Substitute "location specified as" for every occurrence of "position given as" in the listing below, and return the listing otherwise unchanged.
- - - -
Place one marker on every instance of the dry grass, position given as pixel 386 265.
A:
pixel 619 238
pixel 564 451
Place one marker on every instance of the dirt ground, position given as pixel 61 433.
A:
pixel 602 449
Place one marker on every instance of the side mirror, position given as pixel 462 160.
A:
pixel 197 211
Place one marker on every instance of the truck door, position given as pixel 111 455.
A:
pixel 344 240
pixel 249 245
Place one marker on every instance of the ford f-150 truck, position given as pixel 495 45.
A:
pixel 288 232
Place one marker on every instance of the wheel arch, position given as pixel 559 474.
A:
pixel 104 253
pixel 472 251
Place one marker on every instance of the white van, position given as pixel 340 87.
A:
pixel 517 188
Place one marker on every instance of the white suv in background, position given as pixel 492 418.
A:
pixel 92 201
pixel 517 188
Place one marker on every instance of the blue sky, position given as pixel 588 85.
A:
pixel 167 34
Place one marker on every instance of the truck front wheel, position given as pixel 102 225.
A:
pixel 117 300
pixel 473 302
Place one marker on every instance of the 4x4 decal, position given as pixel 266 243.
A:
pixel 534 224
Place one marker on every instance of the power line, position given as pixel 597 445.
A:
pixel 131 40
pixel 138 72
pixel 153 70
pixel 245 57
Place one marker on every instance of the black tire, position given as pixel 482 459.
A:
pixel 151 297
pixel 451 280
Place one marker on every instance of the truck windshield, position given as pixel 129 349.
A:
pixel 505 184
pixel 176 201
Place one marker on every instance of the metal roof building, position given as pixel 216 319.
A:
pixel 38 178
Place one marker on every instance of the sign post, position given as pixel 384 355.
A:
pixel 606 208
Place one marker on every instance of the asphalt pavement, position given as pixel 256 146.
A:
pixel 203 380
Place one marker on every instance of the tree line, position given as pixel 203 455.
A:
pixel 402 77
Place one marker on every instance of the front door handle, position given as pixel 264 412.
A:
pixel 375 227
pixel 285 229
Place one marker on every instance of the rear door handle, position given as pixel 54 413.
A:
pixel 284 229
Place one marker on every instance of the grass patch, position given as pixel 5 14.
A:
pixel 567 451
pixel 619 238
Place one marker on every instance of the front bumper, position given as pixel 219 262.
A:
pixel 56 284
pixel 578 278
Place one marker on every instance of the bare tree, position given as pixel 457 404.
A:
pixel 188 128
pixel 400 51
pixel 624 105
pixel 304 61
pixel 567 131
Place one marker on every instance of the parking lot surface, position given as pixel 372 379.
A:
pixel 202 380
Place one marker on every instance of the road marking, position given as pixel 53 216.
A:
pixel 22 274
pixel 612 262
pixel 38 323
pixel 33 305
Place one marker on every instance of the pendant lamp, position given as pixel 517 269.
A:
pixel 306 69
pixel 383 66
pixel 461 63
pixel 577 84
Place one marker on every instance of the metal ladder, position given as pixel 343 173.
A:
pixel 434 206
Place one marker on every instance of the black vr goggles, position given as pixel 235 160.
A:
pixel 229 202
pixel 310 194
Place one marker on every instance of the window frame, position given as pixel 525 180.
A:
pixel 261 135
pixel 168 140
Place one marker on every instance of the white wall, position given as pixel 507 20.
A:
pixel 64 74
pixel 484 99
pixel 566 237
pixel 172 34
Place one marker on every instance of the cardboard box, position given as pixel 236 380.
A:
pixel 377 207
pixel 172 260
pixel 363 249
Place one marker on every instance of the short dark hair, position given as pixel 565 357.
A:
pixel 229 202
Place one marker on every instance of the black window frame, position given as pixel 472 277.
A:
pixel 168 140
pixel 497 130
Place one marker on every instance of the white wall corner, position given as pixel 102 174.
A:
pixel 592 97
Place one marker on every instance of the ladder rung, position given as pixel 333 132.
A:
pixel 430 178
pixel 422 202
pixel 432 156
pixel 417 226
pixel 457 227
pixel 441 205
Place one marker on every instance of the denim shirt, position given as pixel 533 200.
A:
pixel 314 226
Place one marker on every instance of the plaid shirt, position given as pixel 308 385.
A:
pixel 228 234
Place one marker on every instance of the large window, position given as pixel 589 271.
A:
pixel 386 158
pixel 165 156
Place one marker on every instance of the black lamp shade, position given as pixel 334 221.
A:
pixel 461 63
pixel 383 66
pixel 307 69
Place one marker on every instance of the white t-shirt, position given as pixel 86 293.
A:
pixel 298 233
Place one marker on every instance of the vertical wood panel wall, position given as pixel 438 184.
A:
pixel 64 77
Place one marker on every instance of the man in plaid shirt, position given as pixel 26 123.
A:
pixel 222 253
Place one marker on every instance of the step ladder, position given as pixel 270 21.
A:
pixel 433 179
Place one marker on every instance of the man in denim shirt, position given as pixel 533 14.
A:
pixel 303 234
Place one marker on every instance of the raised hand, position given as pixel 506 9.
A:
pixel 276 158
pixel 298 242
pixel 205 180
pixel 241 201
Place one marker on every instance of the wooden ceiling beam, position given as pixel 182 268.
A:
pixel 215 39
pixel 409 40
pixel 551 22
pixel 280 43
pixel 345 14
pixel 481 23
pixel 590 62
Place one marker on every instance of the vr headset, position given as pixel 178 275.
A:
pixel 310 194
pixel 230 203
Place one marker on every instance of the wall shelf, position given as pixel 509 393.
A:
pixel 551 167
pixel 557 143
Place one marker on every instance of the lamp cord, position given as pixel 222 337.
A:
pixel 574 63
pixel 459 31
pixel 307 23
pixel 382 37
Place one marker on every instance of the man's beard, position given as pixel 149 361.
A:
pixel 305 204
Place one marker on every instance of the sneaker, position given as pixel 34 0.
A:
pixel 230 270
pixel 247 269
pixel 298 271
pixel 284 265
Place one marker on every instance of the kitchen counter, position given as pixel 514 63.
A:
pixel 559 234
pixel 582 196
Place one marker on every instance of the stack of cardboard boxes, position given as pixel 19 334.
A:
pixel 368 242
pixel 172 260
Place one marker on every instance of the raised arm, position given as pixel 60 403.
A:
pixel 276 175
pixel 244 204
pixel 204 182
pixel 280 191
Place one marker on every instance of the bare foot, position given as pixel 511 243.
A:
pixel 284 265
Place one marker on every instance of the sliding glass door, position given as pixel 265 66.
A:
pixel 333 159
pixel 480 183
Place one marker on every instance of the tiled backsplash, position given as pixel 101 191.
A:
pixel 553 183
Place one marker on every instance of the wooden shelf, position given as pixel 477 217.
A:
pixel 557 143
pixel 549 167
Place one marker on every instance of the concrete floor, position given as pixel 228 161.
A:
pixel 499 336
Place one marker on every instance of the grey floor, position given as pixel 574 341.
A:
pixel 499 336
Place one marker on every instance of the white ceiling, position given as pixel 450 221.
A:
- - - -
▶ _ANSWER IN FULL_:
Place one marker on every instance of the dry grass, location specified as pixel 386 265.
A:
pixel 619 238
pixel 564 451
Place one marker on every instance of the dirt ground, location specified as pixel 61 433.
A:
pixel 602 449
Place one marker on every instance of the side mirror, location specified as pixel 462 160.
A:
pixel 197 211
Place one marker on every instance of the truck door, location specified as pixel 111 455.
A:
pixel 344 240
pixel 249 245
Place one marker on every instance of the ford f-150 truck, location specified as pixel 495 45.
A:
pixel 288 232
Place one marker on every instance of the wheel arch, location specified as pixel 559 474.
A:
pixel 104 253
pixel 472 251
Place one marker on every instance of the white van, location specified as pixel 340 87.
A:
pixel 517 188
Place one marker on every instance of the white suv in background, location specified as pixel 492 418.
A:
pixel 92 201
pixel 517 188
Place one marker on every instance of the blue sky, location specified as pixel 588 85.
A:
pixel 167 34
Place one marker on every instance of the truck front wheel, location specified as pixel 102 225.
A:
pixel 117 300
pixel 473 302
Place one marker on every instance of the 4x4 decal, location specified as pixel 266 243.
A:
pixel 534 224
Place one marker on every instance of the power line, location specified as pixel 597 445.
A:
pixel 131 40
pixel 138 72
pixel 153 70
pixel 245 57
Place one marker on every instance of the black tire, location specified as pixel 482 459.
A:
pixel 151 297
pixel 451 280
Place one marker on every instance of the truck windshield, location specified as pixel 129 349.
A:
pixel 505 184
pixel 176 201
Place one marker on every instance of the metal roof building, location specified as pixel 216 319.
A:
pixel 38 178
Place one marker on every instance of the sign post, location specified as pixel 384 355.
A:
pixel 606 208
Place one marker on every instance of the asphalt pavement, location specified as pixel 256 146.
A:
pixel 203 380
Place one marker on every instance of the tree line, location specified as pixel 203 455.
A:
pixel 402 77
Place one marker on every instance of the front door handle, location specified as pixel 264 412.
A:
pixel 375 227
pixel 285 229
Place one marker on every instance of the rear door handle, location specified as pixel 54 413.
A:
pixel 284 229
Place one marker on every instance of the grass patch, location specified as pixel 5 14.
A:
pixel 567 451
pixel 619 238
Place one marker on every instance of the front bumper, location specified as pixel 219 262.
A:
pixel 56 284
pixel 578 278
Place one marker on every instance of the bare tree, location specified as pixel 457 404.
A:
pixel 188 128
pixel 400 51
pixel 624 105
pixel 304 61
pixel 567 131
Place one marker on every instance of the parking lot surface, location specified as pixel 372 379.
A:
pixel 202 380
Place one marker on every instance of the road marking, location specified as pixel 53 216.
A:
pixel 22 274
pixel 612 262
pixel 38 323
pixel 33 305
Place one marker on every instance of the pendant lamp, location specified as pixel 517 269.
A:
pixel 306 69
pixel 383 66
pixel 461 63
pixel 577 84
Place one marker on every instance of the metal ladder, location specified as pixel 343 173.
A:
pixel 434 206
Place one marker on every instance of the black vr goggles, location specified as pixel 235 160.
A:
pixel 229 202
pixel 310 194
Place one marker on every instance of the window frame, location specified as pixel 525 180.
A:
pixel 261 135
pixel 168 140
Place one marker on every instance of the white wall, location specified as pixel 507 20.
A:
pixel 64 74
pixel 484 99
pixel 566 237
pixel 172 34
Place one marker on every instance of the cardboard box, location specified as pixel 236 380.
A:
pixel 377 207
pixel 172 260
pixel 363 249
Place one marker on every instance of the short dark hair, location specified as pixel 565 357.
A:
pixel 229 202
Place one marker on every instance of the black window frame, location specified as pixel 472 277.
A:
pixel 168 140
pixel 497 130
Place one marker on every instance of the white wall corner, location specified as pixel 102 174.
A:
pixel 592 97
Place one marker on every instance of the ladder rung, location specified as pixel 333 132.
A:
pixel 430 178
pixel 422 202
pixel 432 156
pixel 417 226
pixel 457 227
pixel 441 205
Place one marker on every instance of the denim shirt, location specified as pixel 533 200.
A:
pixel 314 226
Place one marker on every instance of the plaid shirt, location specified as pixel 308 385.
A:
pixel 228 234
Place one marker on every instance of the large window, location specified as pixel 589 271.
A:
pixel 386 158
pixel 165 156
Place one marker on every instance of the black lamp shade, location specified as pixel 334 221.
A:
pixel 461 63
pixel 383 66
pixel 307 69
Place one marker on every instance of the white t-shirt, location specified as pixel 86 293.
A:
pixel 298 233
Place one marker on every instance of the vertical wood panel wall, location specified as pixel 438 184.
A:
pixel 64 77
Place one marker on every instance of the man in plaid shirt, location specified as pixel 26 123.
A:
pixel 222 253
Place one marker on every instance of the step ladder, location specified as pixel 270 21.
A:
pixel 433 179
Place one marker on every instance of the man in denim shirt, location specified as pixel 533 14.
A:
pixel 303 234
Place one marker on every instance of the raised hand, location specified as pixel 506 9.
A:
pixel 276 158
pixel 298 242
pixel 205 180
pixel 241 201
Place one marker on every instance of the wooden ceiling beam, location specified as pixel 182 268.
A:
pixel 215 39
pixel 409 40
pixel 551 22
pixel 280 43
pixel 345 14
pixel 481 23
pixel 590 62
Place one marker on every instance of the vr headset, location specified as pixel 178 275.
A:
pixel 310 194
pixel 230 203
Place one marker on every instance of the wall shelf, location specified as pixel 509 393.
A:
pixel 551 167
pixel 557 143
Place one marker on every instance of the lamp cord, location specified as pixel 222 337.
A:
pixel 574 63
pixel 459 31
pixel 307 23
pixel 382 37
Place one marker on every instance of the man's beard, location specified as pixel 149 361.
A:
pixel 305 204
Place one marker on every instance of the sneaker, location specified as pixel 34 0.
A:
pixel 230 270
pixel 247 269
pixel 298 271
pixel 284 265
Place one marker on every instance of the kitchen counter, location specified as pixel 514 63.
A:
pixel 559 234
pixel 582 196
Place one marker on every instance of the stack of cardboard boxes, location specified as pixel 19 334.
A:
pixel 368 242
pixel 172 260
Place one marker on every instance of the raised arm, location specified as pixel 60 403.
A:
pixel 276 175
pixel 244 204
pixel 204 182
pixel 280 191
Place one marker on every instance of the bare foot, location specified as pixel 511 243.
A:
pixel 284 265
Place one marker on every instance of the sliding glass door, location specified as pixel 265 66.
A:
pixel 333 159
pixel 480 183
Place one marker on every instance of the tiled backsplash, location specified as pixel 101 191.
A:
pixel 553 183
Place one marker on every instance of the wooden shelf, location specified as pixel 477 217.
A:
pixel 557 143
pixel 549 167
Place one marker on every instance of the concrete floor, location specified as pixel 228 161.
A:
pixel 499 336
Place one marker on every instance of the grey floor, location specified as pixel 574 341.
A:
pixel 499 336
Place one marker on every instance of the white ceiling, location specified as pixel 450 221.
A:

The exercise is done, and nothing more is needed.